* 原文:
挑战用Kubernetes部署Redis集群

37 阅读3分钟

第一步:认清现实——K8s部署Redis集群的挑战

# 你会遇到的灵魂拷问:
- 如何让Redis节点发现彼此? (K8s网络:听我说谢谢你)
- 数据持久化怎么搞? (PV表示:这锅我不背)
- 自动扩缩容怎么办? (HPA:你礼貌吗?)

第二步:选择你的武器——部署方案PK

方案1:StatefulSet+手动配置(适合硬核玩家)

方案2:Operator一键部署(适合想准时下班的)

方案3:Helm Chart三分钟成型(适合赶 DDL 的)


第三步:硬核模式——手动部署全流程

1. 创建命名空间(豪华单间)

# redis-ns.yaml
apiVersion: v1
kind: Namespace
metadata:
  name: redis-club

2. 配置StorageClass(给数据买个保险柜)

# redis-storage.yaml
apiVersion: storage.k8s.io/v1
kind: StorageClass
metadata:
  name: redis-ssd
provisioner: kubernetes.io/gce-pd
parameters:
  type: pd-ssd
allowVolumeExpansion: true

3. 部署StatefulSet(核心大招)

# redis-statefulset.yaml
apiVersion: apps/v1
kind: StatefulSet
metadata:
  name: redis-node
  namespace: redis-club
spec:
  serviceName: redis-headless
  replicas: 6  # 3主3从
  selector:
    matchLabels:
      app: redis
  template:
    metadata:
      labels:
        app: redis
    spec:
      initContainers:
      - name: config-init
        image: redis:7.0
        command: ["/bin/sh", "-c"]
        args:
          - |
            # 生成集群节点配置
            PEERS="redis-node-0.redis-headless.redis-club.svc.cluster.local:6379"
            for i in 1 2 3 4 5; do
              PEERS="$PEERS redis-node-$i.redis-headless.redis-club.svc.cluster.local:6379"

* 练习任务:
[1] 把原文中从“# redis-storage.yaml”一直到“3. 部署StatefulSet(核心大招)”的全部内容重写一遍，并将其中的“redis-ssd”替换成“redis-premium”。
[2] 请返回含有字符串“flower”的每一行。
下面这些行与原文内容没有任何关系。

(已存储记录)
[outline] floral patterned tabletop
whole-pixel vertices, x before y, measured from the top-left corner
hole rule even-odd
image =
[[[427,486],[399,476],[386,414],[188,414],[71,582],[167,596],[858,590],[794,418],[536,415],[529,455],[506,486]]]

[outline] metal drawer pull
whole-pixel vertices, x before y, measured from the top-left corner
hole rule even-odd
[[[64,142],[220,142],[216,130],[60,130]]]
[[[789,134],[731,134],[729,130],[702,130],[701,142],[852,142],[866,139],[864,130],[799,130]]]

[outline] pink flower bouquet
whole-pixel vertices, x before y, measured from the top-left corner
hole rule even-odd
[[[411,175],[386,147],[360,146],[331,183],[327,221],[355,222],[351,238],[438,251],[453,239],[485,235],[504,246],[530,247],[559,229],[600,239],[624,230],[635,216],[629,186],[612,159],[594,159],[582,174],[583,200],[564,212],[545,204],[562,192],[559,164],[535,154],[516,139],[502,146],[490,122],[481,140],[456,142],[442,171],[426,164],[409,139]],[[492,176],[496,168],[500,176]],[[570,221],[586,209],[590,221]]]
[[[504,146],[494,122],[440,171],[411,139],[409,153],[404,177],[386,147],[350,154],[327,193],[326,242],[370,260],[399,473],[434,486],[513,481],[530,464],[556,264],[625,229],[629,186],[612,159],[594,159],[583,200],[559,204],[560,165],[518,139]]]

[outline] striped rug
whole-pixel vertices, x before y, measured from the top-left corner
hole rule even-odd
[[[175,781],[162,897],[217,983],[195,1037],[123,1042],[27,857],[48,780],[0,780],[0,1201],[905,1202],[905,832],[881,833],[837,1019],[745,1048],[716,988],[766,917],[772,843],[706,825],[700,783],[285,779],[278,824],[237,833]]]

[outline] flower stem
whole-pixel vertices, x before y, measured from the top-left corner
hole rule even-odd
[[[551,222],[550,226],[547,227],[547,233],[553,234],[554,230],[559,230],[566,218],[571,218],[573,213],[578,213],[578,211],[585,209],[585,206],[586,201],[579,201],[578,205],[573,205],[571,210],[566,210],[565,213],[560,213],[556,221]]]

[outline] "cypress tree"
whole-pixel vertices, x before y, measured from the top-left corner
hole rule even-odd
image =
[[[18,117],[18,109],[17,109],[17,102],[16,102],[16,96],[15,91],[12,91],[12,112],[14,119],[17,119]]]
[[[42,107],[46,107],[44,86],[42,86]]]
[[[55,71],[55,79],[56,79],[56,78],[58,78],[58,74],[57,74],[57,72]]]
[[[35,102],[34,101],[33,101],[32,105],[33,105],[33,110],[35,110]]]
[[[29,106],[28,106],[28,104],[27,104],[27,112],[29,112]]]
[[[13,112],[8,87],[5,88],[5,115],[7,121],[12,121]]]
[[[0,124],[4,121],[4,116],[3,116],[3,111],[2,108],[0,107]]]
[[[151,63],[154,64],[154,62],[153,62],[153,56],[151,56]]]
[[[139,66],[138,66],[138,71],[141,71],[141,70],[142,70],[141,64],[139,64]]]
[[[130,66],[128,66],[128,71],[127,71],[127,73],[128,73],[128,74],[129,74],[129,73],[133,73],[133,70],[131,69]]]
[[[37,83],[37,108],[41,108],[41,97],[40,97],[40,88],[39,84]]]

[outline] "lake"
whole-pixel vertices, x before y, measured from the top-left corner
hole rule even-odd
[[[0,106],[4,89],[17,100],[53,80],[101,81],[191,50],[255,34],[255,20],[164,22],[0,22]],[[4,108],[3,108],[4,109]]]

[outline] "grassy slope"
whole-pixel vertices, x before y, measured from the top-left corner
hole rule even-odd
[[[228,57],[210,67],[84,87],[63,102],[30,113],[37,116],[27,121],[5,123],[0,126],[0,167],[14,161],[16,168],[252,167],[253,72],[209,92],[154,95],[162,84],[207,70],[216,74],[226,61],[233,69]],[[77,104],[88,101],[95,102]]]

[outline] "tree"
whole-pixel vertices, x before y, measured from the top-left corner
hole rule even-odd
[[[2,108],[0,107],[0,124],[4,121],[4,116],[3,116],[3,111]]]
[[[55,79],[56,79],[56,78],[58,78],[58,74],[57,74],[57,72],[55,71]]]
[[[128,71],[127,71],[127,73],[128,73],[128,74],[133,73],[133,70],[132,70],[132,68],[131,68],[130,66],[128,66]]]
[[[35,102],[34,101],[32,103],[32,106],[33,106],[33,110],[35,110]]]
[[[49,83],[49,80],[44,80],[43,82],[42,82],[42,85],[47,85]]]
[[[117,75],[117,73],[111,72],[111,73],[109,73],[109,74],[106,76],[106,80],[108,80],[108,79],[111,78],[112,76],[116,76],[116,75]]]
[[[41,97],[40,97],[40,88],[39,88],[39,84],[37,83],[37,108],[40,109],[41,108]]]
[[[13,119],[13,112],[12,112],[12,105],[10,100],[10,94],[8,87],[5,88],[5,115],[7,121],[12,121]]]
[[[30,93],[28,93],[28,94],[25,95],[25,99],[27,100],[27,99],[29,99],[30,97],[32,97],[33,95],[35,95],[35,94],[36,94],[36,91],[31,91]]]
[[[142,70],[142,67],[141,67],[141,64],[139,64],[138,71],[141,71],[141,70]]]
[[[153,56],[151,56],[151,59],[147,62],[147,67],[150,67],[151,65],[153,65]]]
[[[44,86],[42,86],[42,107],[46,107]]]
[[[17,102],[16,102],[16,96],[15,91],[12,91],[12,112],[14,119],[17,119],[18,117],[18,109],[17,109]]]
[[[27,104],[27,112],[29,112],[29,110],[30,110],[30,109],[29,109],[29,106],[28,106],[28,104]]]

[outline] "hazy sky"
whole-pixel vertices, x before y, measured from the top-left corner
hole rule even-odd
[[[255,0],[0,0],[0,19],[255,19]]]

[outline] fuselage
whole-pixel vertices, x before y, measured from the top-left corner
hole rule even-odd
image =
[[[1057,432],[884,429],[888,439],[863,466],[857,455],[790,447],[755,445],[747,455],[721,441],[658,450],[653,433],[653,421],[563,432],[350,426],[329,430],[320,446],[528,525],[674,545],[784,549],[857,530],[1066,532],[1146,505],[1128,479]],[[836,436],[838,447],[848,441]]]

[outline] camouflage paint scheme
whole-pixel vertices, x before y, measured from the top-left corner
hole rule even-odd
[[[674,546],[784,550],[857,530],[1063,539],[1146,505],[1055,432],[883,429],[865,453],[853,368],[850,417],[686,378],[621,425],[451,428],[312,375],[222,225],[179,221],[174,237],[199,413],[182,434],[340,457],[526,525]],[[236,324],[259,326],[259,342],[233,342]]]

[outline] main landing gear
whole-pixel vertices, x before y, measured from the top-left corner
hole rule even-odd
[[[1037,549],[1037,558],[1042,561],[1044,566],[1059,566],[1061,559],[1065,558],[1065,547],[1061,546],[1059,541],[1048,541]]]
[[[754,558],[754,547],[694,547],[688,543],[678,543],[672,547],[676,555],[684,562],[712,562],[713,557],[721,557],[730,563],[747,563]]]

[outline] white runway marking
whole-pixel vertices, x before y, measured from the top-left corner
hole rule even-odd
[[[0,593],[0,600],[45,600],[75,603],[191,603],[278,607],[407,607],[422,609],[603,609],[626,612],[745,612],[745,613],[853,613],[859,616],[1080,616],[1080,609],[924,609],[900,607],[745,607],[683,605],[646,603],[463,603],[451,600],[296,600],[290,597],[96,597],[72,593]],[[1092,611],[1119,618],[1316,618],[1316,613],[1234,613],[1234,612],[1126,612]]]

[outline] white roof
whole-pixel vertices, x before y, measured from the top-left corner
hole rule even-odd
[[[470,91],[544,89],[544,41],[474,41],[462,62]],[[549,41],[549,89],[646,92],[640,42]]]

* 结果:
[1]
# redis-storage.yaml
apiVersion: storage.k8s.io/v1
kind: StorageClass
metadata:
  name: redis-premium
provisioner: kubernetes.io/gce-pd
parameters:
  type: pd-ssd
allowVolumeExpansion: true

3. 部署StatefulSet(核心大招)

[2]
[outline] pink flower bouquet
[outline] flower stem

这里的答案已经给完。